Work required – Output the records. Match them exactly.

Entries –
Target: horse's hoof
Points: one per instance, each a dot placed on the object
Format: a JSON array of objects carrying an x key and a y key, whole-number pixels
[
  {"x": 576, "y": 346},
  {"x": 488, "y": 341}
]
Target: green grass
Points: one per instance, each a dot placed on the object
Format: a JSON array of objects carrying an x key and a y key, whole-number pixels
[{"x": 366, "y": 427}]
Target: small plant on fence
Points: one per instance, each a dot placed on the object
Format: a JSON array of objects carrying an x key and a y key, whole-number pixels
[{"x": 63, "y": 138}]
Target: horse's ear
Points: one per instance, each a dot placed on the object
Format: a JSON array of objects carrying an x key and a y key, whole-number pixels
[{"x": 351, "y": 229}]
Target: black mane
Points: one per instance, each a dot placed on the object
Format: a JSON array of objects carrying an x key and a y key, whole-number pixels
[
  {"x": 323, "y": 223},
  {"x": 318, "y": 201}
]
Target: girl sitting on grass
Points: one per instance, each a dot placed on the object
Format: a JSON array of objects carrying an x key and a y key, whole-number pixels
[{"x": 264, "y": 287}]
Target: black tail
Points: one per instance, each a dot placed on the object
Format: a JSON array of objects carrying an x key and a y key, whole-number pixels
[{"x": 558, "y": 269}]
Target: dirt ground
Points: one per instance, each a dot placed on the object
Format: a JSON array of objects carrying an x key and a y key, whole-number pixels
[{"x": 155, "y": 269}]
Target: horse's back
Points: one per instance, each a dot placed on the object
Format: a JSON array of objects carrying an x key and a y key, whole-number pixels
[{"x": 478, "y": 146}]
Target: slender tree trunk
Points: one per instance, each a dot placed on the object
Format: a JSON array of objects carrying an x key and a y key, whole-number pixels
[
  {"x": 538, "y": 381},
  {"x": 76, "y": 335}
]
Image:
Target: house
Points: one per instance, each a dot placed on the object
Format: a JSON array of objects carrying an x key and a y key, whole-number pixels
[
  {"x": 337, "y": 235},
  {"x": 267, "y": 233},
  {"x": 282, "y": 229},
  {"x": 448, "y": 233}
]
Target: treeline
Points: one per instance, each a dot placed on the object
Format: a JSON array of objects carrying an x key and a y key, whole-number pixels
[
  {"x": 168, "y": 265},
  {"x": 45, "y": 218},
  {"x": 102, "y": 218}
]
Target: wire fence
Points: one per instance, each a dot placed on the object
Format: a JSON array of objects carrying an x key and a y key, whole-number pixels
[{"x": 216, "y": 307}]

Written answer –
Target: horse's hoof
Points: one per instance, each a dot placed on the object
Format: a JSON array of objects carrying an x key and a y key, whole-number pixels
[
  {"x": 576, "y": 346},
  {"x": 488, "y": 341}
]
Target: green grass
Points: one per instance, each a dot placed on the object
Format: a JSON array of objects carrying an x key and a y key, whole-number pixels
[{"x": 366, "y": 427}]
Target: small plant on fence
Points: one per instance, each a dot placed on the object
Format: a JSON array of objects carrying an x key and a y key, whole-number pixels
[{"x": 63, "y": 138}]
Target: horse's ear
Points: one per instance, each a dot placed on the object
Format: a JSON array of objects carrying an x key and a y key, whole-number pixels
[{"x": 351, "y": 229}]
Target: black mane
Points: one per instance, each a dot placed on the object
Format: a JSON array of objects carrying an x key and a y key, whole-number pixels
[
  {"x": 323, "y": 223},
  {"x": 318, "y": 201}
]
Target: girl sitting on grass
Points: one per instance, each a dot placed on the object
Format: a JSON array of objects carrying an x key and a y key, whole-number pixels
[{"x": 264, "y": 287}]
Target: black tail
Points: one per instance, each a dot placed on the object
Format: a JSON array of objects carrying an x key and a y key, whole-number pixels
[{"x": 558, "y": 269}]
Target: dirt ground
Points: one per instance, each a dot placed on the object
Format: a JSON array of objects carrying an x key and a y key, whole-number pixels
[{"x": 155, "y": 269}]
Target: horse's back
Points: one per instance, each a dot placed on the object
Format: a JSON array of objects carrying an x key and a y key, whole-number pixels
[{"x": 478, "y": 146}]
Target: slender tree trunk
Points: one per instance, each a dot placed on the object
Format: a JSON array of objects carrying an x key and a y key, whole-number pixels
[
  {"x": 538, "y": 381},
  {"x": 76, "y": 335}
]
Image:
Target: house
Points: one per instance, each a dot placed on the object
Format: a JSON array of objects carrying an x key and a y key, whole-number pixels
[
  {"x": 337, "y": 235},
  {"x": 267, "y": 233},
  {"x": 282, "y": 229},
  {"x": 448, "y": 233}
]
Target: treeline
Points: one per instance, each a dot placed on the object
Format: a JSON array of objects carrying an x key and a y key, whole-number pixels
[
  {"x": 168, "y": 265},
  {"x": 45, "y": 218},
  {"x": 102, "y": 218}
]
Target: wire fence
Points: one per instance, each a dot placed on the object
Format: a JSON array of objects carrying an x key and a y key, whole-number pixels
[{"x": 216, "y": 307}]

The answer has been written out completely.